Problems to solve
- A) Write out the part of the blog text from "Why is love" up to and including "taste of others.", word for word.
- B) Shorten the paragraph of the blog text that begins "so after that we're back at block 31", keeping its main facts.

Reading text
-------
Tears welled up as I read the email he sent to me. He feels for me deeply, but I’m simply just so confused. He’s too good to be true.. And I don’t wanna hurt him.. Somebody please take my life away..

Why is love so complicated? When I want things so badly, it just wouldn’t turn out the way I want it to be. But when I let things go, it just comes back to me just like a tornado; something I can’t force away. If only I don’t exist.. If only I don’t know "love".. What’s so nice about me?

Now I question myself.. And the taste of others.

Saturday, July 17, 2004

Blur Queen

Hmmm, so it’s been quite time since I last updated my blog huh. Well, alot of things has been happening and it’s seriously so funny and so comical I’m gonna mention it all here.

Its gonna be all about Wenna, the blur queen, I should say. Lol. With her around, you'd definitely laugh like hell every time. Yes, and I mean it.. every time. It all happened, er, on Wednesday la. Well, she accompanied me to submit my iac assignment at block 53 then we went to block 31 to seek help for the scholarship stuff. It all began when we reached block 31 and that we had to go to the student service center on the 8th floor. There were only two of us in the lift and I was the last to walk out of the lift. Well, instead of pressing the "open" button to let me out before it closes, I pressed the "close" button. My oh my, Wenna freaked out and asked if I’m okay. I kept laughing and she was giving me the adidas face when I told her what happened. She, of cos, laughed with me. -.-;; when we entered the place, Henna went practically berserk? Hmm, she rang the bell and said "er, hi" that’s so.. Dots?

We went out of that place just to find out the staff over there don’t know the problem at all. He suggested going to the service center on level 6 instead. Lol. Wenna looked into the opposite classroom and said ZhiWei's inside. I was like "you must be kidding" but it actually is true. What a coincidence huh. Lol.

We waited and waited for the guy to help us but he never did. It was kinda crowded so we figured we might as well go to block 53 first. We went uphill for that place. Man, some workout in the campus. -.-;;

so after that we're back at block 31. Well, we took the lift at the 2nd floor and out destination is the 6th floor. We went in and God knows the lift actually went down instead of up. So we ended up at the 1st floor first. Blur Wenna actually just walked out of the lift without realizing it’s the 1st floor! I kept laughing but stayed in the lift.. I didn’t really have the strength to tell her that. She stunned a while before walking back into the lift. This time, of cos, laughing like some lunatic just like me. The lecturer who took the lift with us.. Seriously had the adidas face lor.

Another lecturer went in at the 4th floor to find 2 lunatics in the lift who kept laughing. What a scene. A normal human reaction would be.. "What the hell happened?" haha. Whatever. I was trying not to laugh too hard cos I felt my pee coming out soon. We went out of the lift at the 6th floor and the students were also shocked by us. o0px.

The funniest thing happened here. Guess what was the question Wenna asked me. She asked "I thought we took the lift at the 1st floor, how did we actually end up at the 1st floor again?" oh man, did that made me laugh all the way to the toilet. We just kept laughing and laughing at Wenna's stupidity. Oopx. Lol.
-------
Material supplied
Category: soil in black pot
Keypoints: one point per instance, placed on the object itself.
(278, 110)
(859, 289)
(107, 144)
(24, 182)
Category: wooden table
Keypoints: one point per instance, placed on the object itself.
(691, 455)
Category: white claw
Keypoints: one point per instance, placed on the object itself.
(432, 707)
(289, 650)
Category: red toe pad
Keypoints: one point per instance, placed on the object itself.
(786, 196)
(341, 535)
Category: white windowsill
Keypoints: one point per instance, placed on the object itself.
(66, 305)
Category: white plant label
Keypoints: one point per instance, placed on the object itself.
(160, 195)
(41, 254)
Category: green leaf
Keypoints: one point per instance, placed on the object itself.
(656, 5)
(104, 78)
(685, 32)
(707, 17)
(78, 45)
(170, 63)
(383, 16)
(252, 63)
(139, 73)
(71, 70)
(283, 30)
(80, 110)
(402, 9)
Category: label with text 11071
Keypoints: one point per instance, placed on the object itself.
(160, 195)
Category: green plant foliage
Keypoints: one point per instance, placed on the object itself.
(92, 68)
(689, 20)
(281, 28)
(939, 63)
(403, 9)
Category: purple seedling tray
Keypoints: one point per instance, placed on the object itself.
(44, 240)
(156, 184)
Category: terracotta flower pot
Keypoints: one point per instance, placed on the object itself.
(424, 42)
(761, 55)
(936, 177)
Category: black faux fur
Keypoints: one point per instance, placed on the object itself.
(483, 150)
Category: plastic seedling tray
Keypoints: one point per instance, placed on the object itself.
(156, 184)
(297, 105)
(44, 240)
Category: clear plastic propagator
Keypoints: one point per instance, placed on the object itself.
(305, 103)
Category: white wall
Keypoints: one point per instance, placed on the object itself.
-------
Final answers
- A)
Why is love so complicated? When I want things so badly, it just wouldn’t turn out the way I want it to be. But when I let things go, it just comes back to me just like a tornado; something I can’t force away. If only I don’t exist.. If only I don’t know "love".. What’s so nice about me?

Now I question myself.. And the taste of others.

- B) Back at block 31, the writer and Wenna took the lift at the 2nd floor, heading for the 6th, but it went down to the 1st floor first. Wenna walked out without realizing it was the 1st floor, while the writer stayed in the lift laughing. After a moment she came back in, laughing too, and the lecturer riding with them had the adidas face.